Job: Identify every line in the items below that contains the string "above", treating uppercase and lowercase letters as different, and copy each such line in full.

-------- Records shown

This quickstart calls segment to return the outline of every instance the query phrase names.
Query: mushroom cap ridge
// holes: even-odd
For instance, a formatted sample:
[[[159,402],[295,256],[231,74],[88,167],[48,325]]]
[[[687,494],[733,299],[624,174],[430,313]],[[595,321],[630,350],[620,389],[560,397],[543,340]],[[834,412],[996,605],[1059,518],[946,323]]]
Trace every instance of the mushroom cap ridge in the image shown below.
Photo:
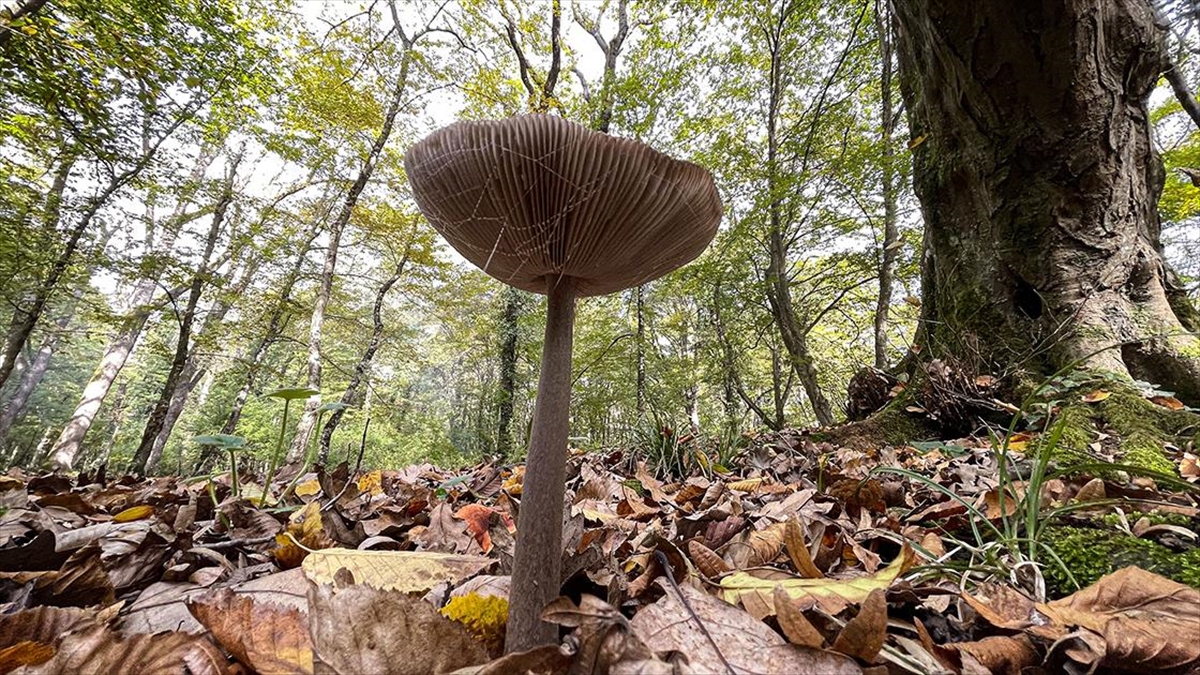
[[[658,279],[716,234],[712,175],[563,118],[460,121],[408,150],[421,213],[464,258],[517,288],[558,276],[578,295]]]

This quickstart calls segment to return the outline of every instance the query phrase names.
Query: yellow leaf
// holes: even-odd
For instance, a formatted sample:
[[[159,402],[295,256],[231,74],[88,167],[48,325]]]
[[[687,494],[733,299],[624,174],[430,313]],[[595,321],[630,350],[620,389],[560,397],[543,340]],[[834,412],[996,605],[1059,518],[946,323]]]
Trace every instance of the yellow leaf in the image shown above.
[[[377,470],[374,470],[374,471],[372,471],[370,473],[364,473],[362,476],[360,476],[359,477],[359,492],[360,494],[371,495],[372,497],[376,496],[376,495],[382,495],[383,494],[383,472],[377,468]]]
[[[479,574],[496,561],[475,555],[437,551],[360,551],[324,549],[304,558],[304,573],[314,584],[332,584],[346,568],[356,584],[380,591],[424,593],[442,581],[456,584]]]
[[[312,497],[318,494],[320,494],[320,483],[316,478],[305,480],[304,483],[296,485],[298,497]]]
[[[730,490],[737,490],[738,492],[754,492],[762,485],[762,478],[746,478],[745,480],[734,480],[728,484]]]
[[[499,596],[481,596],[467,593],[442,608],[442,616],[457,621],[467,627],[488,646],[500,646],[504,643],[504,627],[509,621],[509,601]]]
[[[876,589],[887,589],[912,567],[912,549],[905,545],[900,555],[886,568],[869,577],[857,579],[760,579],[746,572],[738,572],[721,579],[721,597],[731,604],[751,604],[767,609],[774,615],[774,589],[779,586],[792,599],[810,597],[827,610],[841,611],[847,604],[858,604]]]
[[[121,513],[113,516],[113,522],[133,522],[134,520],[144,520],[154,515],[154,507],[140,504],[136,507],[130,507]]]

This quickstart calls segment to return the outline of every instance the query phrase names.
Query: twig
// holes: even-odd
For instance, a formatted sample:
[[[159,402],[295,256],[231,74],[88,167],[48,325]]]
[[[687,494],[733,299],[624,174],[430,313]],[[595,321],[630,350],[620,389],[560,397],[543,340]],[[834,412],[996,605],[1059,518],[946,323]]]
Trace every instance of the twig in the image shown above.
[[[679,596],[679,602],[683,603],[684,609],[686,609],[688,614],[691,615],[691,620],[696,622],[696,626],[700,626],[700,632],[708,638],[708,644],[713,647],[713,651],[716,652],[716,658],[721,659],[721,663],[725,665],[725,671],[730,675],[738,675],[738,671],[734,670],[733,665],[731,665],[728,659],[725,658],[725,655],[721,652],[721,647],[716,646],[716,640],[713,639],[712,633],[709,633],[708,628],[704,627],[704,622],[700,620],[700,616],[696,616],[696,610],[691,608],[691,603],[689,603],[688,598],[684,597],[683,591],[679,589],[679,584],[674,580],[674,569],[671,568],[671,561],[667,560],[666,554],[655,549],[654,560],[659,561],[659,565],[662,566],[662,571],[666,572],[667,583],[671,584],[671,589],[677,596]]]
[[[250,539],[229,539],[228,542],[217,542],[215,544],[203,544],[205,549],[214,551],[220,551],[222,549],[235,549],[238,546],[253,546],[256,544],[265,544],[266,542],[274,542],[275,534],[265,534],[263,537],[253,537]]]

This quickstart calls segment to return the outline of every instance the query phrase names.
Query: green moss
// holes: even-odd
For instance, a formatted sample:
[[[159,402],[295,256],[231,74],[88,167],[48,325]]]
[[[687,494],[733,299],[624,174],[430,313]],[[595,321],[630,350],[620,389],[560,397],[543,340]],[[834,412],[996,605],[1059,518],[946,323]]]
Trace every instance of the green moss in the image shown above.
[[[1087,446],[1096,438],[1093,430],[1096,422],[1092,419],[1092,410],[1087,406],[1068,406],[1058,413],[1056,424],[1062,424],[1062,436],[1054,448],[1049,448],[1051,460],[1060,465],[1073,465],[1094,461],[1087,450]],[[1043,434],[1038,437],[1039,443],[1049,442],[1050,435]],[[1039,447],[1040,452],[1044,447]]]
[[[1043,534],[1043,542],[1062,558],[1081,587],[1123,567],[1136,566],[1200,589],[1200,549],[1177,552],[1148,539],[1088,527],[1051,526]],[[1050,597],[1070,595],[1076,590],[1052,560],[1046,561],[1044,573]]]
[[[1100,404],[1100,412],[1121,438],[1121,460],[1162,473],[1175,473],[1164,446],[1186,442],[1180,435],[1200,424],[1200,416],[1165,408],[1129,390],[1115,392]]]

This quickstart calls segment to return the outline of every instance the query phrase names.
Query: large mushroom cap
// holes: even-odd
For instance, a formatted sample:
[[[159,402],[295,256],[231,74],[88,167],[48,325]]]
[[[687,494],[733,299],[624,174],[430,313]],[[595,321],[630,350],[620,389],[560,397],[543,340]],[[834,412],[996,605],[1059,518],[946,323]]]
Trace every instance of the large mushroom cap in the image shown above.
[[[517,288],[631,288],[696,258],[721,219],[703,168],[550,115],[460,121],[404,156],[421,211],[464,258]]]

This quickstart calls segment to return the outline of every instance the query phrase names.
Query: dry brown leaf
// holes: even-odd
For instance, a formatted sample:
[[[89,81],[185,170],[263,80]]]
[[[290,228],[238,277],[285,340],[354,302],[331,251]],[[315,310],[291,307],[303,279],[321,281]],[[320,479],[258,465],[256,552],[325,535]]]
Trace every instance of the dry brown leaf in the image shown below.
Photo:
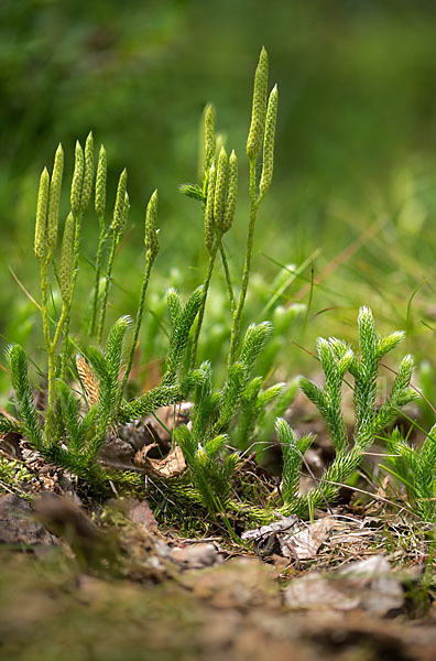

----------------

Reply:
Trace every instance of the yellow leaf in the image shown above.
Trace every instance of the twig in the image shown above.
Trace every instance of the green moss in the image shown above.
Trace every instance of the large mushroom cap in the image shown above.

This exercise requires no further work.